#### [Text section]
____
Wednesday, September 23, 2015

Suicide Prevention Month: Athletes and Suicide


As September comes to a close, so does Suicide Awareness Month, but should be in the spotlight year round.Sports, athletes, and poor mental health at first glance may seem like a game of "one of these things does not belong", as usually athletes appear to be stronger than an average person in both body and mind, but these people are often at higher risks at suicide due to added personal and external pressure athletes face.


Athlete and Suicide Facts

The facts, however, show that athletes are not immune to mental health issues. Just looking at a recent study of NCAA Athletes shows that the annual rate of suicide for male athletes was 1.35 per 100,000, and for female athletes it was 0.37 per 100,000. Among black athletes, the annual rate was 1.22 per 100,000, and among white athletes, the rate was 0.87 per 100,000 students. The highest rate of suicide occurred in football, with a rate of 2.25 instances of suicide per 100,000 athletes, which is partially explained by the result of head trauma.
____
#### [Provided information]
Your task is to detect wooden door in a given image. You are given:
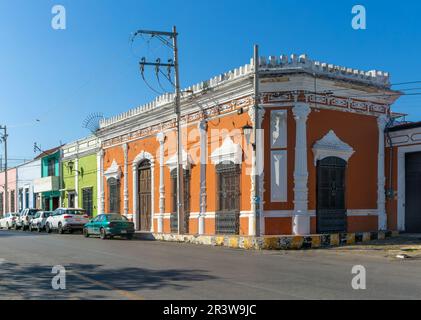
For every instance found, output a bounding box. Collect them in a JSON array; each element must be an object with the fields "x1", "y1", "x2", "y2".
[{"x1": 138, "y1": 161, "x2": 152, "y2": 231}]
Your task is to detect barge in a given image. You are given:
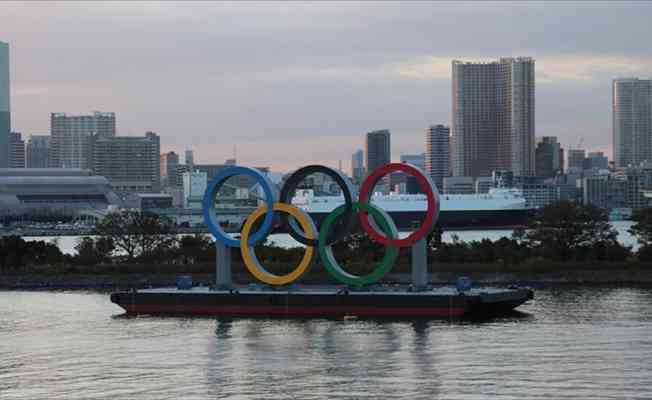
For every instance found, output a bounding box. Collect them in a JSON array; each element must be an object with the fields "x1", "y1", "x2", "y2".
____
#### [What the task asks]
Update the athlete suicide facts section, starting with "The facts, however, show" and going on through "of head trauma.", so that "soccer" replaces "football".

#### [Result]
The facts, however, show that athletes are not immune to mental health issues. Just looking at a recent study of NCAA Athletes shows that the annual rate of suicide for male athletes was 1.35 per 100,000, and for female athletes it was 0.37 per 100,000. Among black athletes, the annual rate was 1.22 per 100,000, and among white athletes, the rate was 0.87 per 100,000 students. The highest rate of suicide occurred in soccer, with a rate of 2.25 instances of suicide per 100,000 athletes, which is partially explained by the result of head trauma.